**About this task**
All the data should be repeated exactly. Any image in it is left out.

START Given data

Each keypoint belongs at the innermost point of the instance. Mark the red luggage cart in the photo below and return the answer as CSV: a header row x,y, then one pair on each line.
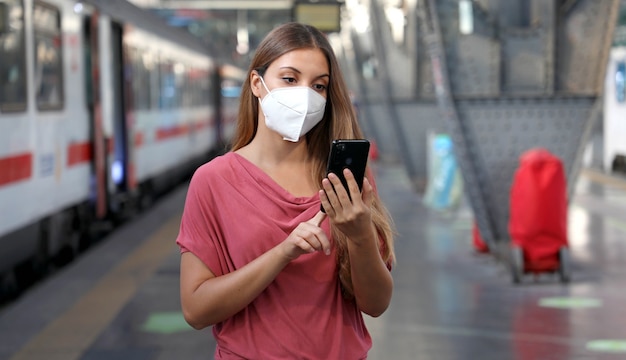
x,y
538,217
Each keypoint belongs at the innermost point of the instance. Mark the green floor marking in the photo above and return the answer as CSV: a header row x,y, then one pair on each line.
x,y
570,302
608,345
166,323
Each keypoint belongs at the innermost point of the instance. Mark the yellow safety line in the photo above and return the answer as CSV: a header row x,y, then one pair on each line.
x,y
71,334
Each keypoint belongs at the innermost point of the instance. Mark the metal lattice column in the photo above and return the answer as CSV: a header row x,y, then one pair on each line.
x,y
513,83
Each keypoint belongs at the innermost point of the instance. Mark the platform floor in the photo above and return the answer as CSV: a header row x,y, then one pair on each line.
x,y
120,300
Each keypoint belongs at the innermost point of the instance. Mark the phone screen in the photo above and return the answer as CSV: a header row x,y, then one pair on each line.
x,y
351,154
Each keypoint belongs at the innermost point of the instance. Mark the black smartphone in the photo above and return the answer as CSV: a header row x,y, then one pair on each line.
x,y
351,154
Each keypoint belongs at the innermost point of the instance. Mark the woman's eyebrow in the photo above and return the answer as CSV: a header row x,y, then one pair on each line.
x,y
300,72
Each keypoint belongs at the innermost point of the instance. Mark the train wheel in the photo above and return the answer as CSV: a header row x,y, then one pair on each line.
x,y
565,264
517,264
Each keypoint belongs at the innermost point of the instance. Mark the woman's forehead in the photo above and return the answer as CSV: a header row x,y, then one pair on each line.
x,y
302,60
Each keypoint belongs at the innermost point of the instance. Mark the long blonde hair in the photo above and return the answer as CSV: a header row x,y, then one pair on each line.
x,y
339,122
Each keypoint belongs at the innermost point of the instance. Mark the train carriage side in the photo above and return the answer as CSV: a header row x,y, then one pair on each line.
x,y
44,138
100,107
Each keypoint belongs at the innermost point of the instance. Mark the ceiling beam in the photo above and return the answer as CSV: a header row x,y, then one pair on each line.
x,y
216,4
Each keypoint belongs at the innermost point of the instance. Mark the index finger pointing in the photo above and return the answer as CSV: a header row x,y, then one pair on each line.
x,y
317,219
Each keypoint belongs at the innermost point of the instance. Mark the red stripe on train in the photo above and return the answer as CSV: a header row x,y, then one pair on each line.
x,y
16,168
78,153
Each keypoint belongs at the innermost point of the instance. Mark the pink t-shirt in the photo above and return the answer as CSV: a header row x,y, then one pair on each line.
x,y
234,212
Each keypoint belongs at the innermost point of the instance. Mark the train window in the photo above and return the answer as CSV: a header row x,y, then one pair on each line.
x,y
48,59
12,57
168,86
141,64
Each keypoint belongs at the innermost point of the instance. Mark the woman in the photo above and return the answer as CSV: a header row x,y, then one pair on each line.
x,y
276,277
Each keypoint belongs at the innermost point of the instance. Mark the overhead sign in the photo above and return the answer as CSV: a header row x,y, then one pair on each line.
x,y
324,16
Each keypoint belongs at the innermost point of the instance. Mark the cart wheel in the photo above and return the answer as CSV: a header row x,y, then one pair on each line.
x,y
565,264
517,264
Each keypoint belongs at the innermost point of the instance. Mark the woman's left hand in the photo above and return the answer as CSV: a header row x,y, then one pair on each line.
x,y
352,217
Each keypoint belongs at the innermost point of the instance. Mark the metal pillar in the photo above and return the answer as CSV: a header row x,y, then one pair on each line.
x,y
510,76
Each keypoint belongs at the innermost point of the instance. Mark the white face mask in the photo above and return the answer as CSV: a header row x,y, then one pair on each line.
x,y
292,111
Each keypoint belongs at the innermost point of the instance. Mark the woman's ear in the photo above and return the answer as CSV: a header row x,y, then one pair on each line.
x,y
255,83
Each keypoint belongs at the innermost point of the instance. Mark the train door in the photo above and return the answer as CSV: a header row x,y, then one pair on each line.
x,y
120,166
105,100
91,58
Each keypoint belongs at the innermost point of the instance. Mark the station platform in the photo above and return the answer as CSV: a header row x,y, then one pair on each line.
x,y
120,300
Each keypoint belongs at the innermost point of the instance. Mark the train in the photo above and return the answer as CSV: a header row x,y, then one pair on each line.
x,y
102,108
614,159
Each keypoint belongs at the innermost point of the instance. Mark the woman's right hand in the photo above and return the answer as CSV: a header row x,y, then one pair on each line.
x,y
306,238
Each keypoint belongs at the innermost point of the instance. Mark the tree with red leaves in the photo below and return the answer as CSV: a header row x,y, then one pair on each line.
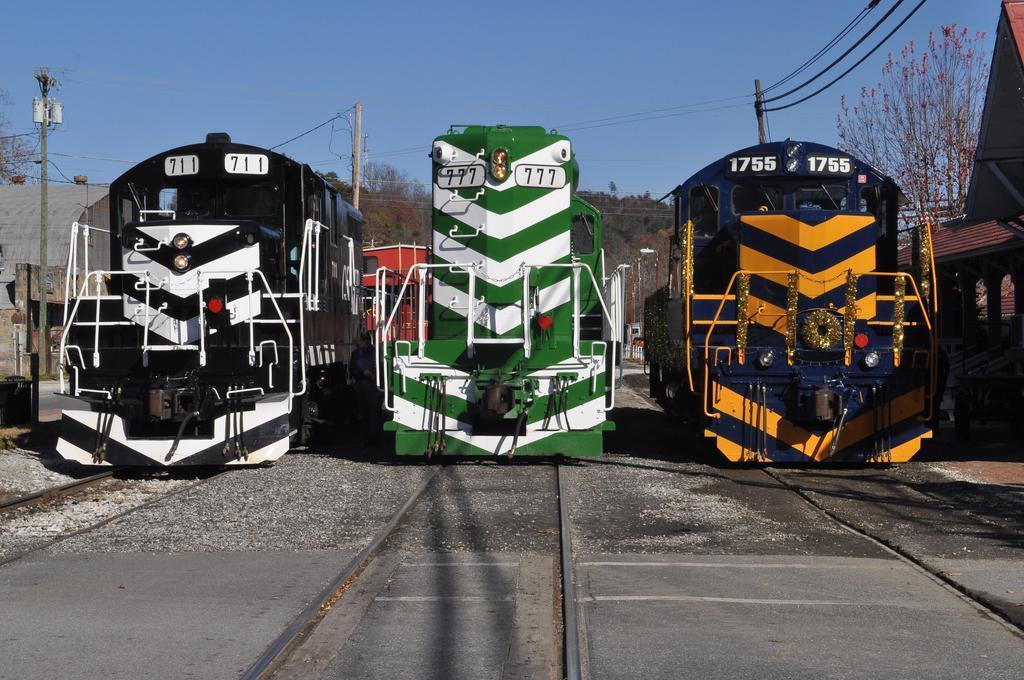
x,y
920,123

END Given data

**Completed task**
Each keypoint belongs at the innermost point of the instance. Mark the red luggage cart in the photo below and return the answer as CSV: a header row x,y, then one pair on each line.
x,y
538,217
Each keypoint belongs at the innermost point of the instance. Mark the green floor marking in the photo above and return the answer as CSV: a header row x,y, then one pair on each line.
x,y
570,302
608,345
166,323
Each keypoint belongs at the innermost point of the instance. Mark the yellow safety line in the photo above and return the answer as CSV: a header row x,y, then one pair on each line.
x,y
71,334
Each keypoint belongs at the innermost point of the instance. Mark the metal lattice column in the photo above and return the answer as CSV: a header row x,y, then one pair on each line.
x,y
513,83
Each keypoint belongs at the innermost point of the instance. Mark the platform floor in the photo above and return the answer as CSV: a header row x,y, then one pair on each line.
x,y
120,300
Each keypoint belongs at the innermost point of the instance. Mark the phone screen in the photo above and return the answer as CSV: a header row x,y, then one pair on each line.
x,y
351,154
Each keypoint belongs at the innermost point of the instance. Mark the black smartphone in the photo above and return the answer as CSV: a header row x,y, then one pair on each line.
x,y
351,154
Each keypoint belongs at the innermost point of the instance. Mark the woman's eyebrow in the photo above and return the answer as CSV: a header row x,y, then one pair on each line.
x,y
300,72
Each keypoint belongs at the innermost point of the instance. Mark the train wheel in the photo above and return the answer as CSV: a header row x,y, then one pair on each line.
x,y
565,264
517,264
Each keypoint belongs at the innermost point of the instance. Mark the woman's forehead in the photo above and return the answer as CSV: a header row x,y, then one pair on each line.
x,y
302,60
Each keypoint belongs at the innermost point of the instance. Mark the long blonde hair in the photo above and return the answer as CSV: a header row x,y, then one pair on each line.
x,y
339,122
Each keypoint belongs at the innermost point of the instance. Mark the train carriage side in the photo above and return the answer as CSV: a header row x,y, then one pair on each line.
x,y
44,138
100,107
Each keypoint belongs at the innermost point of the instance. Mark the ceiling beam in the photo above and return the answer as CSV: a header row x,y, then one pair on each line.
x,y
216,4
Each keypoint belongs at the innermost point of the instance. Mark the index finger pointing in the photo above and return the answer as CSV: a header row x,y, then one pair on each line.
x,y
317,219
Each keypoint belongs at the innermost point of the instance. Mark the red stripe on train in the photo above and return the answer as CSV: a header row x,y, then one pair on each line.
x,y
16,168
78,153
Each keypoint belongs at the innermost point of the instance. Mark the pink t-shirt in the photo above and return the answer as CSV: a header row x,y, then one pair on each line.
x,y
234,212
Each keypoint belongs at the innermost point of the instance. Mark the train window in the photo above and return the answer as CSV: a header row x,y, then one pair on each line.
x,y
48,59
12,57
168,86
141,64
Each keypoint belongs at the innermost point of the instance. Mark the woman in the photo above and return the answer as CSV: a header row x,y, then one pair on each line.
x,y
276,277
Each keypoint belongs at the innermost point of the instance. Mark the overhead sign in the photo above and return the answer as CSV: a header row x,y, then one pair on each line.
x,y
324,16
Each keypoint belongs at the innermost point of the instance. Mark the cart wheel in the photo above and return the answer as CSV: a header row x,y, then one pair on each line.
x,y
565,264
517,264
Each keypoint belongs at the innermost point of the instance. Mark the woman's left hand in the photo above and return the answer as CSV: a header row x,y, then one pair on each line.
x,y
352,217
Each keypoint belongs at the innermost point of the instance. Mark the metal pillar in the photo above and return the answer as CSV: a header row x,y, then one pair on each line.
x,y
510,76
Each keypoint belongs at the innermost point of the instance. Mark the white face mask in the photo above and return the answer as CSV: a header row x,y, then one pair on each line.
x,y
292,111
Each keypoint belongs at the innermost point of the instance. Mark the woman's ear in the photo above and return the answer as CSV: a header row x,y, then one pair on each line.
x,y
255,83
Each keypoint belongs at the innermost point of the instance. Mark the train door in the photo above and return the answer as CSV: a header row x,y, then one pair on each line.
x,y
120,166
105,100
91,58
Each keypoint belongs at the innermost point of the instance. Mark the station platform in the photo above and return the answer as CSV: a header row x,y, then one pair on each line.
x,y
120,300
Each keypoint belongs at the innermost point of the instance. Mark the train in the photo above and return the answer as CSV: a header row x,y, then one pair on each line.
x,y
102,108
614,159
Each keypoint belongs at the innermost point of the instance. Mark the woman's right hand in the photo above and return the answer as CSV: a header row x,y, then one pair on each line.
x,y
306,238
Each keypoint belongs at the innermost point of the instance. Mark the tree with red leaves in the photo below and return the answer as CSV: a header row x,y, then one pair on each line.
x,y
920,123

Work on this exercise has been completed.